■ Stored records
- - - - - - -

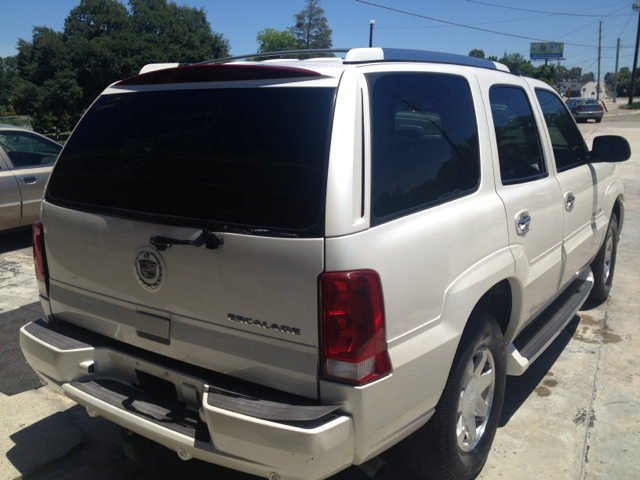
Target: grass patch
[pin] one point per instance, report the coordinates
(633, 106)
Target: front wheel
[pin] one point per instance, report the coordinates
(456, 441)
(605, 263)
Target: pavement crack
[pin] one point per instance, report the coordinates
(590, 417)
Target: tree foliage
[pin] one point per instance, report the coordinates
(624, 81)
(310, 29)
(517, 63)
(60, 73)
(476, 52)
(271, 40)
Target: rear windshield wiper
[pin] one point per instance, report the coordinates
(260, 231)
(210, 240)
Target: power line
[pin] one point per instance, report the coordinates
(550, 13)
(469, 26)
(473, 24)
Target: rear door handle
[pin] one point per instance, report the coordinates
(29, 179)
(523, 222)
(569, 199)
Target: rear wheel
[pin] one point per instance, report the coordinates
(605, 262)
(456, 442)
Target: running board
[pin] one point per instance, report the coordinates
(538, 335)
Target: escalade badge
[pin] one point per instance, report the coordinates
(149, 268)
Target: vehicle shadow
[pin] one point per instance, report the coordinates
(15, 239)
(518, 389)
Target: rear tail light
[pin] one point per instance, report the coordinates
(353, 328)
(40, 259)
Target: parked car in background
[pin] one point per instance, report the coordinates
(583, 109)
(26, 160)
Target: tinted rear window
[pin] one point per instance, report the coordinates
(251, 157)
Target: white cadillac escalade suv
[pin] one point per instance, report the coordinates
(287, 267)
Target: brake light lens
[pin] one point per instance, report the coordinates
(40, 259)
(353, 328)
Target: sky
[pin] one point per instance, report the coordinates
(571, 21)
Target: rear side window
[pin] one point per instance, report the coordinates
(28, 150)
(424, 142)
(569, 148)
(517, 138)
(251, 158)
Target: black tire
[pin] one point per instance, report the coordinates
(435, 451)
(604, 264)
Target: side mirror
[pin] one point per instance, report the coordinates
(610, 148)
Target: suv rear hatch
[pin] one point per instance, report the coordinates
(240, 168)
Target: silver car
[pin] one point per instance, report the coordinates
(583, 109)
(26, 160)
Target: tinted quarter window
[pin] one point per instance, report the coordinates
(27, 150)
(424, 142)
(246, 157)
(569, 148)
(517, 137)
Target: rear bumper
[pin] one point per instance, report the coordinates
(83, 367)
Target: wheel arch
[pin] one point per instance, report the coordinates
(488, 287)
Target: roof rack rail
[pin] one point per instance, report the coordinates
(273, 54)
(370, 55)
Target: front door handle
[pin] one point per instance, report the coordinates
(569, 199)
(523, 222)
(29, 179)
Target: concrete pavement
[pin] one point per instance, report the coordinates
(574, 415)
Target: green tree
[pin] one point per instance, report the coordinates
(271, 40)
(8, 80)
(61, 73)
(310, 29)
(515, 61)
(588, 77)
(575, 74)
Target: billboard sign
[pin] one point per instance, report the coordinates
(546, 50)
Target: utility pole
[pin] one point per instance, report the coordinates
(636, 6)
(615, 76)
(371, 24)
(599, 49)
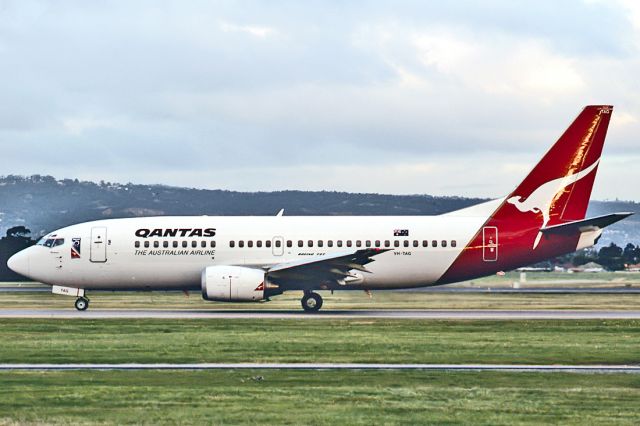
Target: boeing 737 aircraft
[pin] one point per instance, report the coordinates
(251, 259)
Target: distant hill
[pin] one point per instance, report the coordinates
(43, 203)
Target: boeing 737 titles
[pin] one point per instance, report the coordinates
(252, 259)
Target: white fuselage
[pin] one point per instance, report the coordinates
(115, 254)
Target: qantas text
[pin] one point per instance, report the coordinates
(176, 232)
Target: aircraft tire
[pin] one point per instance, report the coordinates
(82, 303)
(311, 302)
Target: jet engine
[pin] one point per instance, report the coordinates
(232, 284)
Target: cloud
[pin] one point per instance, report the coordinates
(256, 31)
(421, 96)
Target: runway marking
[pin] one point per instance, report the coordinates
(329, 314)
(332, 366)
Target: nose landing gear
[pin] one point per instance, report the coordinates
(311, 302)
(82, 303)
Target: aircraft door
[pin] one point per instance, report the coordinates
(277, 246)
(98, 244)
(490, 244)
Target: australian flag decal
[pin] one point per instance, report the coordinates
(75, 248)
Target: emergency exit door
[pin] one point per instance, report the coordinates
(98, 244)
(490, 244)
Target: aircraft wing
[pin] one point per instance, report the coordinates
(578, 226)
(330, 270)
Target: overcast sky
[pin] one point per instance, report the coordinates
(428, 97)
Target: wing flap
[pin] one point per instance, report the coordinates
(591, 224)
(333, 270)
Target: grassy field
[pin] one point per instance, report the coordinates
(287, 340)
(339, 300)
(326, 397)
(320, 397)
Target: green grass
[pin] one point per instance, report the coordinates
(320, 340)
(325, 397)
(339, 300)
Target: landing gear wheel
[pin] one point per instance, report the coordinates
(311, 302)
(82, 303)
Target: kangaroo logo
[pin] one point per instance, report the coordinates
(540, 200)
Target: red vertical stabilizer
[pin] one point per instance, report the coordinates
(556, 191)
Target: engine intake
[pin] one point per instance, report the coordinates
(232, 284)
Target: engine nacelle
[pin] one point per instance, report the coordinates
(232, 284)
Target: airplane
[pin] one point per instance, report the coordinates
(251, 259)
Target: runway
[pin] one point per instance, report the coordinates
(443, 289)
(328, 314)
(334, 366)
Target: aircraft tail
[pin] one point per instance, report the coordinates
(555, 192)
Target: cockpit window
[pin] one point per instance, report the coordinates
(50, 242)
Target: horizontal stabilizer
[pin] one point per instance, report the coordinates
(594, 223)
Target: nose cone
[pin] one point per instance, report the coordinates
(19, 262)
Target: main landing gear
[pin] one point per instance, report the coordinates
(311, 302)
(82, 303)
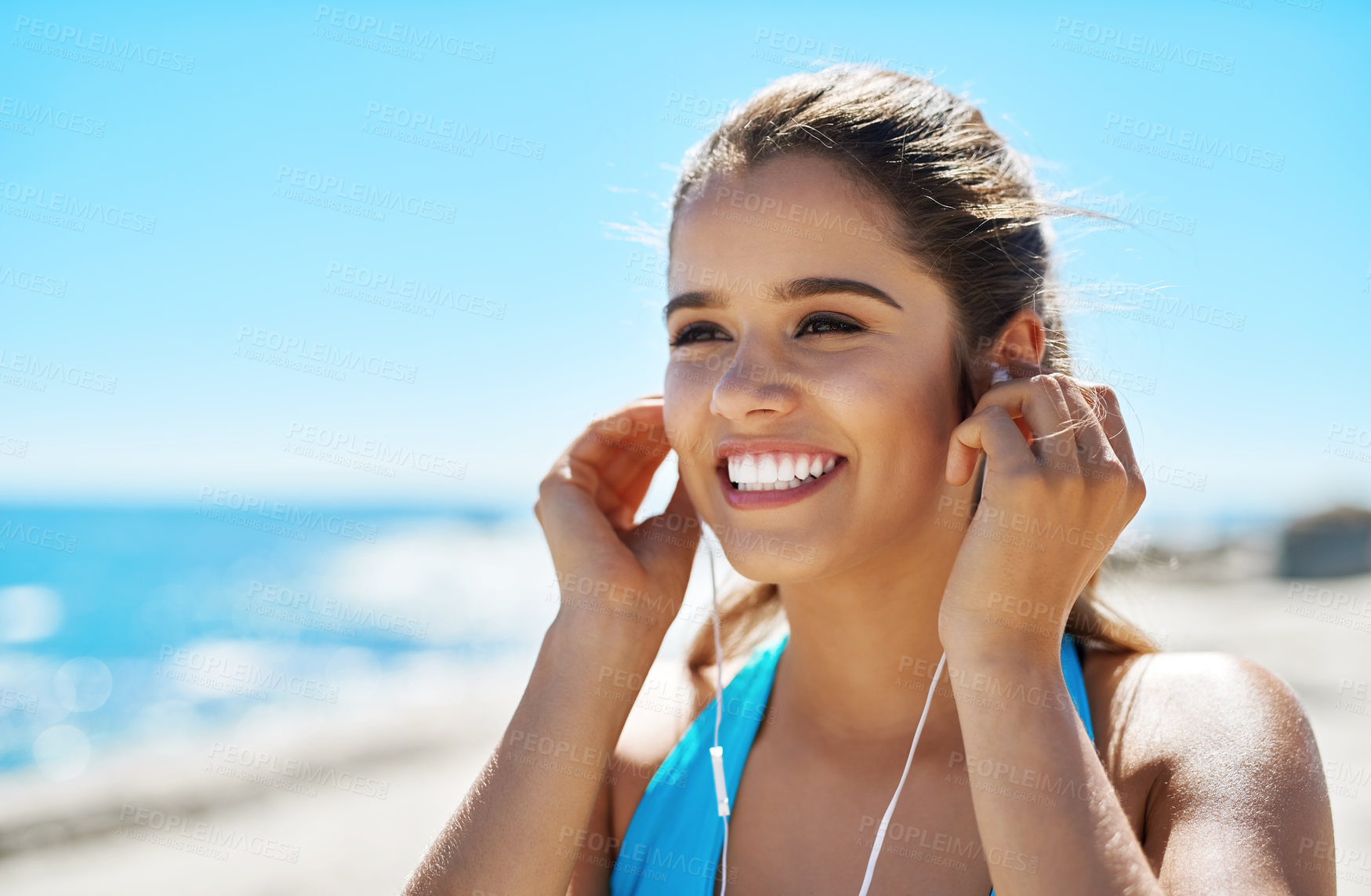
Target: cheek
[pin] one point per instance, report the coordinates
(686, 397)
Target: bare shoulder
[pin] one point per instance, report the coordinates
(1196, 710)
(1212, 751)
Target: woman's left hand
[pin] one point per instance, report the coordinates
(1061, 483)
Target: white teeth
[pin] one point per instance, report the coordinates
(776, 470)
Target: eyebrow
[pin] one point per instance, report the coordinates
(794, 291)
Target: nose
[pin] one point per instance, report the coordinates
(754, 385)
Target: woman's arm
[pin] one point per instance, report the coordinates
(523, 825)
(524, 822)
(1061, 483)
(1239, 803)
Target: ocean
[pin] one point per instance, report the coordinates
(129, 628)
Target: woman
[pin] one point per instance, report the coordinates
(854, 256)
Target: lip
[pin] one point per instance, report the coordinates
(771, 500)
(731, 447)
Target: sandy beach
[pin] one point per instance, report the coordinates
(347, 802)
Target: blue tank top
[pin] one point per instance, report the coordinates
(675, 839)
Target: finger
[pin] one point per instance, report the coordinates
(992, 430)
(1038, 401)
(624, 451)
(666, 544)
(1096, 456)
(1112, 425)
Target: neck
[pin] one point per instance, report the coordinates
(864, 647)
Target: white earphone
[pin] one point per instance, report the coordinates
(716, 753)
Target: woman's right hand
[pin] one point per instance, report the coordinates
(606, 566)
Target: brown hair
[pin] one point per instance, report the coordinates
(968, 212)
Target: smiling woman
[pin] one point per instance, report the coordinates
(956, 492)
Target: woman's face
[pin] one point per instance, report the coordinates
(801, 335)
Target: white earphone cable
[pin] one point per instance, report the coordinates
(890, 810)
(716, 753)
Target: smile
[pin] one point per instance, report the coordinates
(760, 476)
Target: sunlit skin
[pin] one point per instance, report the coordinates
(1206, 778)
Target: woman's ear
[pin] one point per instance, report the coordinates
(1017, 353)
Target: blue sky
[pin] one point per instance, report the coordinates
(184, 190)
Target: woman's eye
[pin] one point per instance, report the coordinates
(830, 324)
(695, 333)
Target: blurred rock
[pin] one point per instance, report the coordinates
(1334, 542)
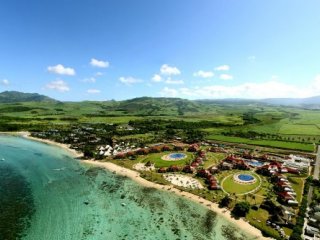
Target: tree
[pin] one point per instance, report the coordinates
(241, 209)
(224, 202)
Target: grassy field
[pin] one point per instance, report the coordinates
(267, 143)
(232, 187)
(297, 128)
(156, 159)
(213, 159)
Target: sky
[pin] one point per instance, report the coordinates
(74, 50)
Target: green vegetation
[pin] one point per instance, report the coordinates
(156, 158)
(157, 119)
(241, 209)
(268, 143)
(213, 159)
(232, 187)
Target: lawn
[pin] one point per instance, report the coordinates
(156, 159)
(268, 143)
(232, 187)
(299, 129)
(297, 185)
(214, 159)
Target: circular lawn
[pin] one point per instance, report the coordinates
(230, 186)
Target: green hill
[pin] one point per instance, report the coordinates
(14, 97)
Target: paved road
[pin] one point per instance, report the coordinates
(317, 165)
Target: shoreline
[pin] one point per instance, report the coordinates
(135, 176)
(27, 135)
(243, 225)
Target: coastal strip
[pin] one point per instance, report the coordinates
(134, 175)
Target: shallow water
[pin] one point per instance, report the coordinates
(63, 199)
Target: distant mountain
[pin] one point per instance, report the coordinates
(293, 101)
(302, 102)
(157, 106)
(14, 96)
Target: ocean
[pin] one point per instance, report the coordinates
(46, 194)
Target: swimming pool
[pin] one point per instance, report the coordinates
(174, 156)
(244, 178)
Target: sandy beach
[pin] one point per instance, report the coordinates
(212, 206)
(61, 145)
(134, 175)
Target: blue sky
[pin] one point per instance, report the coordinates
(101, 49)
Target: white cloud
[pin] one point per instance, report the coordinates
(203, 74)
(98, 63)
(99, 74)
(316, 85)
(252, 58)
(268, 89)
(89, 80)
(129, 80)
(171, 81)
(226, 77)
(93, 91)
(169, 70)
(61, 70)
(222, 68)
(168, 92)
(156, 78)
(4, 82)
(58, 85)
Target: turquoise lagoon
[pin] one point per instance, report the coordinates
(46, 194)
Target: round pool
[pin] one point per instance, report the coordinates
(254, 163)
(174, 156)
(244, 178)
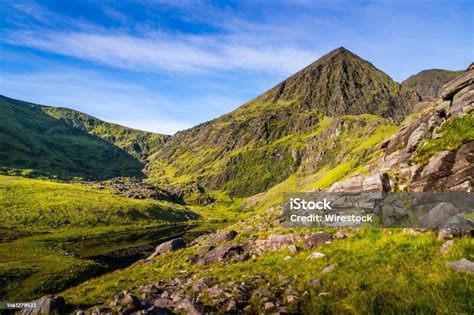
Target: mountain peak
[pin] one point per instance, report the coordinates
(341, 83)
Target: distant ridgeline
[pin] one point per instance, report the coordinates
(323, 124)
(63, 143)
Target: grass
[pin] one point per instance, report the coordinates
(36, 265)
(375, 273)
(454, 133)
(39, 204)
(140, 144)
(32, 139)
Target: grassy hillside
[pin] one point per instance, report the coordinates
(38, 204)
(35, 142)
(140, 144)
(294, 127)
(40, 217)
(376, 272)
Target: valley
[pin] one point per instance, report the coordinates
(85, 202)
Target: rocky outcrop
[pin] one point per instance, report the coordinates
(222, 237)
(428, 83)
(46, 305)
(446, 170)
(134, 188)
(241, 152)
(317, 239)
(233, 251)
(169, 246)
(462, 265)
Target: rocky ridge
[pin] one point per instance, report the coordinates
(444, 168)
(268, 139)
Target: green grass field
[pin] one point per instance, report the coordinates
(375, 273)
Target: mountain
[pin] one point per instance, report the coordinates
(434, 151)
(137, 143)
(428, 83)
(310, 121)
(33, 141)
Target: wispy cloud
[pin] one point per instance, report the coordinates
(104, 97)
(189, 53)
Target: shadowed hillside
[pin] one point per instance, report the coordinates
(34, 142)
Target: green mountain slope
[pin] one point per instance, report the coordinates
(31, 139)
(138, 143)
(275, 135)
(61, 205)
(428, 83)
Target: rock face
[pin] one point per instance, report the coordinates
(274, 242)
(428, 83)
(412, 167)
(220, 253)
(169, 246)
(437, 216)
(46, 305)
(223, 237)
(317, 239)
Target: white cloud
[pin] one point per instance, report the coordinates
(107, 99)
(163, 51)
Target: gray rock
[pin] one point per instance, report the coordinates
(458, 221)
(446, 247)
(214, 292)
(438, 215)
(315, 255)
(202, 284)
(341, 234)
(156, 310)
(445, 234)
(293, 249)
(268, 306)
(456, 85)
(317, 239)
(169, 246)
(314, 282)
(164, 303)
(223, 236)
(328, 269)
(205, 249)
(46, 305)
(462, 265)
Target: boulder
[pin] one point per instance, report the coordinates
(223, 237)
(46, 305)
(317, 239)
(462, 265)
(164, 303)
(316, 255)
(458, 221)
(219, 253)
(156, 310)
(460, 82)
(438, 215)
(205, 249)
(293, 249)
(446, 247)
(169, 246)
(328, 268)
(275, 242)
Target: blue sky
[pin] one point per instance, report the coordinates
(165, 66)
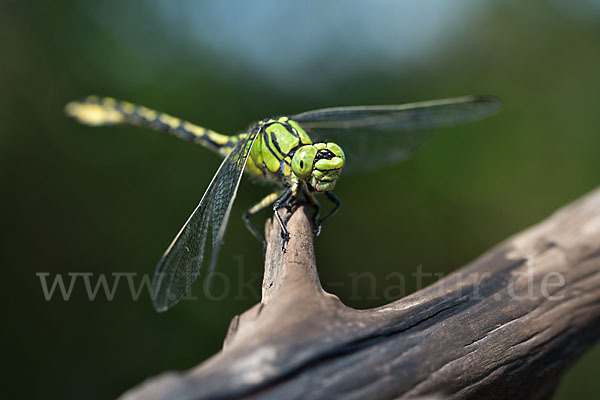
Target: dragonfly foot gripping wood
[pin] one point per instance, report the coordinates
(458, 338)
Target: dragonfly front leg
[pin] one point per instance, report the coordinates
(255, 209)
(336, 205)
(316, 213)
(283, 201)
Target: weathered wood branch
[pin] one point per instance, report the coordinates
(505, 326)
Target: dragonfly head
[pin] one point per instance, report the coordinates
(319, 164)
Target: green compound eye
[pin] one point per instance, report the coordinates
(303, 161)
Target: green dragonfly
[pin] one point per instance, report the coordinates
(301, 153)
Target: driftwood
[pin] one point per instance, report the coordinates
(505, 326)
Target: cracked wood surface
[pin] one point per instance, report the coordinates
(493, 329)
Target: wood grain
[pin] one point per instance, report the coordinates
(505, 326)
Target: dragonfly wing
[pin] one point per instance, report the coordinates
(374, 136)
(180, 265)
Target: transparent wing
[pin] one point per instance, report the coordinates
(180, 265)
(373, 136)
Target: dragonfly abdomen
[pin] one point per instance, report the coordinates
(96, 111)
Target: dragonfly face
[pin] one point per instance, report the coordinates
(319, 164)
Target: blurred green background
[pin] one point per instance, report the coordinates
(109, 200)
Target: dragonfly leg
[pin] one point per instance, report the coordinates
(316, 213)
(283, 201)
(255, 209)
(336, 205)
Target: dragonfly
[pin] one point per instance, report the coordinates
(303, 154)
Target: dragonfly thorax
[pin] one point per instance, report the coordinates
(319, 164)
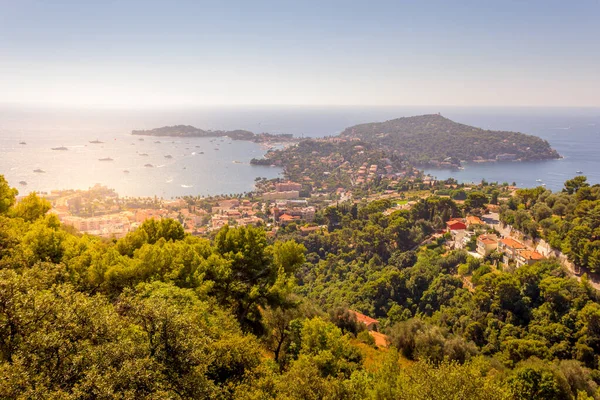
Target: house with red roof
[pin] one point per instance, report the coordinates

- - - - - - -

■ WHAT TO DO
Leave out the pictures, and please output only the lines from the line that contains "Target: dragonfly abdomen" through the end of the data, both ends included.

■ ANSWER TO THIS EXERCISE
Target: dragonfly abdomen
[pin] one point per instance, report the coordinates
(96, 111)
Target: dragonfly face
[pin] one point per instance, report the coordinates
(319, 164)
Target: blurred green background
[pin] one point per instance, report the coordinates
(109, 200)
Target: dragonfly leg
[pin] one point per instance, report the coordinates
(316, 213)
(283, 201)
(255, 209)
(336, 205)
Target: dragonfly
[pin] one point per instance, report the coordinates
(303, 154)
Target: dragonfly thorax
[pin] one point per instance, report the coordinates
(319, 164)
Target: house with red roof
[pin] one point per instance, report the coordinates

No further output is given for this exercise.